* Task statement
Could you recast the lines of the listing below, from the line holding "building window, written as integer pixel values." through the end of the listing, both included, as a JSON list of strings with one string per line? Skip blank lines and leave the pictures out.

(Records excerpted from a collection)
+ + +
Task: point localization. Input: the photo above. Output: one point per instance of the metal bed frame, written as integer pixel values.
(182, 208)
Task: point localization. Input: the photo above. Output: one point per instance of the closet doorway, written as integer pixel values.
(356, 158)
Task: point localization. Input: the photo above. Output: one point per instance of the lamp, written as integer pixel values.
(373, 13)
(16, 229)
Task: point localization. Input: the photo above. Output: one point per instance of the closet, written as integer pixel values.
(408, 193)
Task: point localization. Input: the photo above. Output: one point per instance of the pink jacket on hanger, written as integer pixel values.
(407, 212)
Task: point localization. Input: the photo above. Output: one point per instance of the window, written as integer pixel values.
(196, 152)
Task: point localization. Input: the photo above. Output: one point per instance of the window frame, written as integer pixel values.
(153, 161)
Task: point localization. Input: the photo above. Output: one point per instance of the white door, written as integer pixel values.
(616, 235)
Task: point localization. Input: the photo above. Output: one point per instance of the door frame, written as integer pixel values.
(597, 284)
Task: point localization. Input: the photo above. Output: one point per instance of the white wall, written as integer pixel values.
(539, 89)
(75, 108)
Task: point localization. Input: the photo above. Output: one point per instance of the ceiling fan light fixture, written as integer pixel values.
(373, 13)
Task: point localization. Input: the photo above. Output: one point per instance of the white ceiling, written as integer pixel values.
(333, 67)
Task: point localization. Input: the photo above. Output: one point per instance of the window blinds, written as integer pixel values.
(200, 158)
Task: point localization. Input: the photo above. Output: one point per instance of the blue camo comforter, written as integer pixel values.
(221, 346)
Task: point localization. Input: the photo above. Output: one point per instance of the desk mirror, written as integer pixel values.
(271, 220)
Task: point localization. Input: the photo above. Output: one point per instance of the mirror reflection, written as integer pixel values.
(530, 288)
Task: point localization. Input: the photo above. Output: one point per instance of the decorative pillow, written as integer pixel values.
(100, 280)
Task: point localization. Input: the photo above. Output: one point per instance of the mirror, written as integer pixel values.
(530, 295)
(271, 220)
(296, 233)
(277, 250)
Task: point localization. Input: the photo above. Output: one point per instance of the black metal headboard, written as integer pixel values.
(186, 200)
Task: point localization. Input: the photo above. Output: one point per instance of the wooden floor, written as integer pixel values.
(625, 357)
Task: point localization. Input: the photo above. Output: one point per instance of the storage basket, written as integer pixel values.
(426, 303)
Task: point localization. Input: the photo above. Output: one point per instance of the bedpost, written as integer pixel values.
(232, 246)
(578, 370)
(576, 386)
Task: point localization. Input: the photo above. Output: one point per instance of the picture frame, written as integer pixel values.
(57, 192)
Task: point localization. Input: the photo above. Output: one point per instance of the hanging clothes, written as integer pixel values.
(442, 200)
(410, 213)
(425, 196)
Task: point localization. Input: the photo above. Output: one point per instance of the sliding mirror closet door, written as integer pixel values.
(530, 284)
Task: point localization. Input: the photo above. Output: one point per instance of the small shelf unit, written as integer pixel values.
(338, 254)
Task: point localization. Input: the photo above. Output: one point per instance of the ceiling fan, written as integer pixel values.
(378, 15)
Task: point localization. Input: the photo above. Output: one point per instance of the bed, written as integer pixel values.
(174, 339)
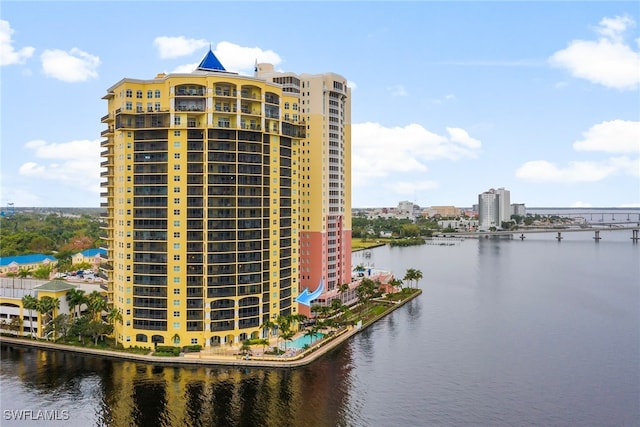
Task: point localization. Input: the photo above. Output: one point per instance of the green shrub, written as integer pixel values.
(172, 351)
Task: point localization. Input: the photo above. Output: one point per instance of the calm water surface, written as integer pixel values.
(506, 333)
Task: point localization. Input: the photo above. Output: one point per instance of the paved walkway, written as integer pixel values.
(222, 356)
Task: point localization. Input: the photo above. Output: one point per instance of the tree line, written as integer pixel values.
(37, 233)
(87, 323)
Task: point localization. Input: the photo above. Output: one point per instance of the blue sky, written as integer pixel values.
(450, 99)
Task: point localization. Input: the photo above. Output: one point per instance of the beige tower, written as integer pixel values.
(324, 175)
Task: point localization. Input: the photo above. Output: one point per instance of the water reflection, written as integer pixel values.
(125, 393)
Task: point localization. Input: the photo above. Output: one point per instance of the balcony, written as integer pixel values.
(107, 132)
(190, 91)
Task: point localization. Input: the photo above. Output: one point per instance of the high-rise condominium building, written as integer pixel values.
(226, 196)
(324, 175)
(494, 207)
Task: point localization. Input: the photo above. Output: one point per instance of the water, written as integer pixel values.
(506, 333)
(304, 340)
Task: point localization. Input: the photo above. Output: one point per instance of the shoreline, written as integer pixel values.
(199, 359)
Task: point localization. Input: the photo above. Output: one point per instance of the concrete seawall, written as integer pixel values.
(200, 359)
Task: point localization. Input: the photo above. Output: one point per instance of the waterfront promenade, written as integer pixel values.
(225, 357)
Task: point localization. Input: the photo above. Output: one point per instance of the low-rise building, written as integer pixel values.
(94, 257)
(14, 264)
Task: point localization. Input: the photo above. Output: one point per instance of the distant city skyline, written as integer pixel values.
(449, 98)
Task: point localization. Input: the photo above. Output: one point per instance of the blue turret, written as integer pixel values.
(210, 63)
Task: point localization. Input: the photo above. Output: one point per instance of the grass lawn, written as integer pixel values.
(358, 243)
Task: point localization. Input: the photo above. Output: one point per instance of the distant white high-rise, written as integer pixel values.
(494, 207)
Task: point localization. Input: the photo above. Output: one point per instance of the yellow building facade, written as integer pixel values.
(201, 195)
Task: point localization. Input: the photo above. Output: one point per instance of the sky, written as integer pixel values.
(449, 99)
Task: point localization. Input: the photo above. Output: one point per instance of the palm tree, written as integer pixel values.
(47, 307)
(114, 316)
(396, 283)
(29, 302)
(286, 336)
(343, 289)
(75, 298)
(410, 275)
(175, 338)
(417, 275)
(24, 273)
(312, 333)
(284, 329)
(267, 326)
(96, 304)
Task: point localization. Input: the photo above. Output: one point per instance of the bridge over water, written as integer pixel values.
(634, 227)
(592, 215)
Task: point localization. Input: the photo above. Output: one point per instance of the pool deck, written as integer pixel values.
(221, 356)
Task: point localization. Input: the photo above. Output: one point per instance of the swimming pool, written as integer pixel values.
(303, 340)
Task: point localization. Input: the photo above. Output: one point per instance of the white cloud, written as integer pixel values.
(242, 59)
(378, 151)
(580, 204)
(234, 58)
(186, 68)
(70, 164)
(612, 28)
(462, 137)
(574, 172)
(411, 187)
(73, 66)
(175, 47)
(608, 61)
(616, 136)
(8, 54)
(397, 90)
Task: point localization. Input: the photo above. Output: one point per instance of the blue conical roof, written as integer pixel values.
(210, 63)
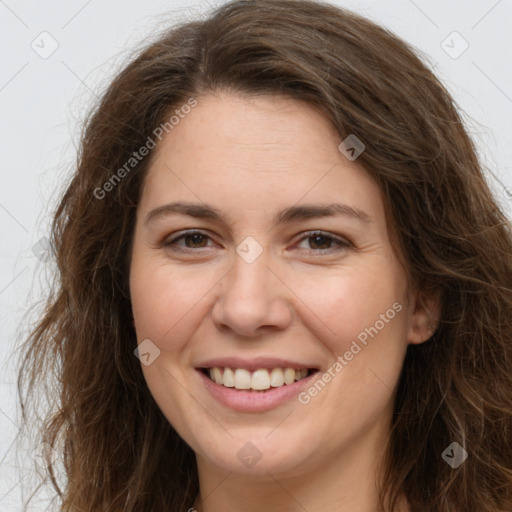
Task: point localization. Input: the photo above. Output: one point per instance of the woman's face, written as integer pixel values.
(253, 270)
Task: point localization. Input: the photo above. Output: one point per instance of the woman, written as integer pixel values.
(283, 283)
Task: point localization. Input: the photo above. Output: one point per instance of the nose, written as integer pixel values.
(252, 300)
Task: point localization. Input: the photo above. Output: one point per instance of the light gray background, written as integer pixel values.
(43, 100)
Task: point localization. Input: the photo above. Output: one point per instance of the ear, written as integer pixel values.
(424, 315)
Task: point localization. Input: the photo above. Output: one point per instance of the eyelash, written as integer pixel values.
(341, 243)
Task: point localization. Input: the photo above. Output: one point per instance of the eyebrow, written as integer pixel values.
(288, 215)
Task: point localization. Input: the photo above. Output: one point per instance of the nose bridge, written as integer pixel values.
(251, 295)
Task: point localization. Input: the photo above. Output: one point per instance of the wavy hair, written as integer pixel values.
(117, 450)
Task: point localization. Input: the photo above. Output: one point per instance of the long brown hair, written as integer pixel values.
(118, 451)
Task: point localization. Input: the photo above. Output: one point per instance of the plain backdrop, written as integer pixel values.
(57, 56)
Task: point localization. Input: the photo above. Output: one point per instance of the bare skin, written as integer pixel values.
(304, 299)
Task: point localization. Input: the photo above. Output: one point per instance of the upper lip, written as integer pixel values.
(254, 363)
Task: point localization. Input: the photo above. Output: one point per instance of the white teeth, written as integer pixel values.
(258, 380)
(229, 378)
(276, 377)
(289, 376)
(242, 379)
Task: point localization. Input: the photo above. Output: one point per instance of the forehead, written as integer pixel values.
(256, 153)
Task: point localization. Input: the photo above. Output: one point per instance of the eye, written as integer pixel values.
(193, 240)
(319, 241)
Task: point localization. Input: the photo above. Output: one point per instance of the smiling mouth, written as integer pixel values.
(259, 380)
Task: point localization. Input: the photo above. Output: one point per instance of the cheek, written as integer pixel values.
(343, 305)
(165, 300)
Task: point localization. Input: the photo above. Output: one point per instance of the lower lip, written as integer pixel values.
(254, 401)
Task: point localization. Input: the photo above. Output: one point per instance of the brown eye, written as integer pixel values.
(192, 240)
(323, 242)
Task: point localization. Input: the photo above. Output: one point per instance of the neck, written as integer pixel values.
(346, 482)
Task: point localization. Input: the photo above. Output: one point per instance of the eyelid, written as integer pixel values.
(342, 243)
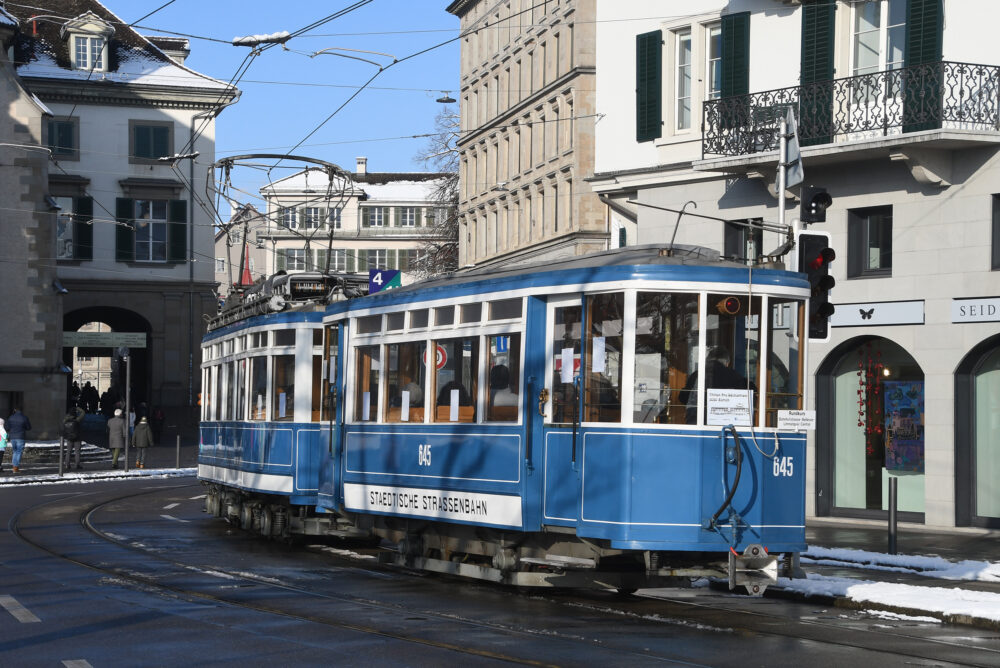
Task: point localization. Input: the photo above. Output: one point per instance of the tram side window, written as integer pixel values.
(329, 385)
(666, 355)
(566, 350)
(455, 382)
(504, 374)
(366, 397)
(283, 400)
(405, 372)
(258, 388)
(731, 361)
(783, 382)
(603, 380)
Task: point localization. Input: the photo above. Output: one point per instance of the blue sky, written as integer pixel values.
(287, 93)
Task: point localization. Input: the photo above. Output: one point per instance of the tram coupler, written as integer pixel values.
(755, 569)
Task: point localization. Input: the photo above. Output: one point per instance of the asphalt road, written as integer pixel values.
(133, 573)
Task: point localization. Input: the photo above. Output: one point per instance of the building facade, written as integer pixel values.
(316, 219)
(895, 104)
(527, 119)
(131, 134)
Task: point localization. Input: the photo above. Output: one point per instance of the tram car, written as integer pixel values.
(606, 420)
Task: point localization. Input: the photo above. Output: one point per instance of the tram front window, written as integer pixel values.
(666, 340)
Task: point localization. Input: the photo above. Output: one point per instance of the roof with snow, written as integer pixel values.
(44, 52)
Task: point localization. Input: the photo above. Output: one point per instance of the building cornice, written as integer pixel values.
(127, 95)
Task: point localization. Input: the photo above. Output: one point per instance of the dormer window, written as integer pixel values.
(87, 37)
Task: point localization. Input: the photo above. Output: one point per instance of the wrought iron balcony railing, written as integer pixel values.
(892, 102)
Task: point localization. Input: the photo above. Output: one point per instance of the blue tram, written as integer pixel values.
(609, 419)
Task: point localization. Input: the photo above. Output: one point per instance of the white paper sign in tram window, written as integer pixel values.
(404, 407)
(600, 357)
(797, 420)
(566, 372)
(729, 407)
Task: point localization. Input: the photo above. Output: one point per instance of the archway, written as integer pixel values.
(977, 436)
(870, 427)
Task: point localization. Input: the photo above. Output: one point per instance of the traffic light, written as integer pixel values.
(815, 201)
(815, 256)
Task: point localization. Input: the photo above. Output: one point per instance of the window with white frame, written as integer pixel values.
(89, 53)
(287, 217)
(682, 80)
(150, 230)
(408, 216)
(312, 217)
(295, 259)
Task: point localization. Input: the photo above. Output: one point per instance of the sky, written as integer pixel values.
(288, 93)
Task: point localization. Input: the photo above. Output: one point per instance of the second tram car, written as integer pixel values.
(610, 419)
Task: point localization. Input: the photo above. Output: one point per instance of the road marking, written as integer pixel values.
(20, 613)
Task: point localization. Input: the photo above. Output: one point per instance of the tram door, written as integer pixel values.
(559, 414)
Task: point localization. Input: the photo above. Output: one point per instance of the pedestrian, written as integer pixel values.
(17, 426)
(116, 436)
(142, 438)
(3, 442)
(72, 433)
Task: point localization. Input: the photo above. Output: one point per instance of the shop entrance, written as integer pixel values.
(872, 391)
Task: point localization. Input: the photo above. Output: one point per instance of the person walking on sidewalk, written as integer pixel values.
(117, 433)
(17, 425)
(142, 438)
(72, 430)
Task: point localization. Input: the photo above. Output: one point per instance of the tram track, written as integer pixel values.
(238, 588)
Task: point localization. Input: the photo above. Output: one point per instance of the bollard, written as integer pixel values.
(892, 514)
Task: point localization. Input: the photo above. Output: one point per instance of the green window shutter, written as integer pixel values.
(815, 115)
(648, 82)
(735, 38)
(83, 229)
(124, 231)
(177, 230)
(924, 32)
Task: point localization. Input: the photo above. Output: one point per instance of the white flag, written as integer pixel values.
(794, 174)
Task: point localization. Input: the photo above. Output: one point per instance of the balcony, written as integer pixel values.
(942, 105)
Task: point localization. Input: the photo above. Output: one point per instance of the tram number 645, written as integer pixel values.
(424, 454)
(783, 467)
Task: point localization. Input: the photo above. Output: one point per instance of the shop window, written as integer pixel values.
(602, 381)
(368, 378)
(405, 382)
(457, 380)
(504, 374)
(284, 387)
(666, 354)
(869, 242)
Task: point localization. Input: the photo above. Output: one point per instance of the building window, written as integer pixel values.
(312, 217)
(869, 238)
(408, 216)
(295, 259)
(288, 217)
(683, 82)
(88, 53)
(150, 230)
(149, 141)
(63, 138)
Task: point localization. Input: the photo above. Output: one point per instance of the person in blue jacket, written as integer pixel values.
(17, 425)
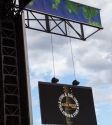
+ + +
* Solution for this task
[
  "Task: point localization. Input: the photo above. Output: one point per instance of the building window, written as integer pixel values.",
  "(312, 217)",
  "(869, 238)",
  "(408, 216)",
  "(295, 259)",
  "(288, 217)",
  "(683, 82)",
  "(88, 53)",
  "(150, 230)",
  "(149, 141)",
  "(63, 138)",
  "Task: point localization. Input: the photo above. Output: one point per instance of the person in blue jacket, written as integer pixel values.",
  "(17, 425)"
]